The request:
Please reproduce every line of the records below word for word, leaving out the pictures.

━━━ Dataset

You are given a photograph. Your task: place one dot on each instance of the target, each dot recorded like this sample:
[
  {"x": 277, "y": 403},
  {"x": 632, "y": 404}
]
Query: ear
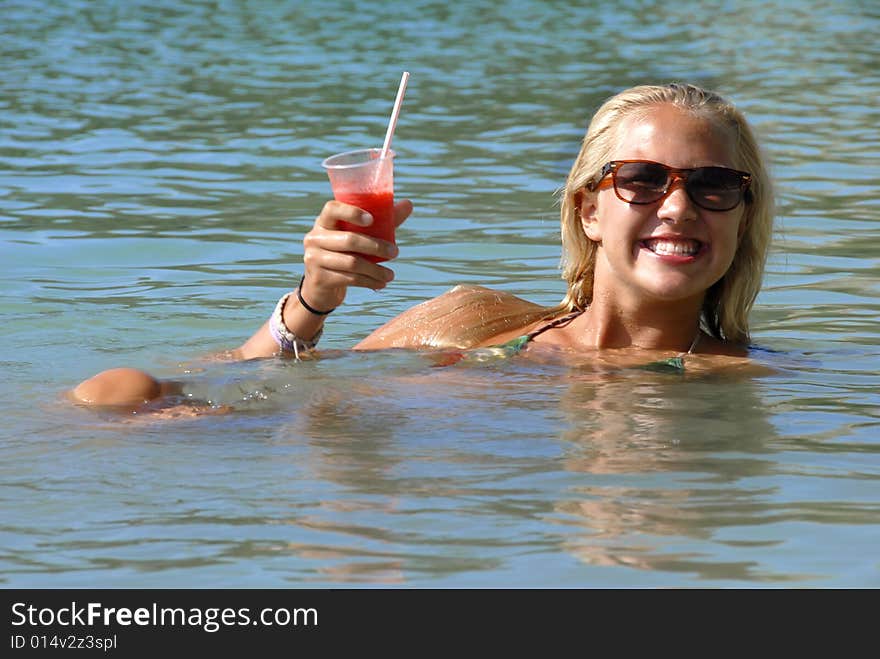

━━━━━━

Answer to the task:
You are given a photograph. Your task: place one dot on each instance of the target, each dot recorded like this sample:
[
  {"x": 277, "y": 403},
  {"x": 632, "y": 404}
]
Query: ear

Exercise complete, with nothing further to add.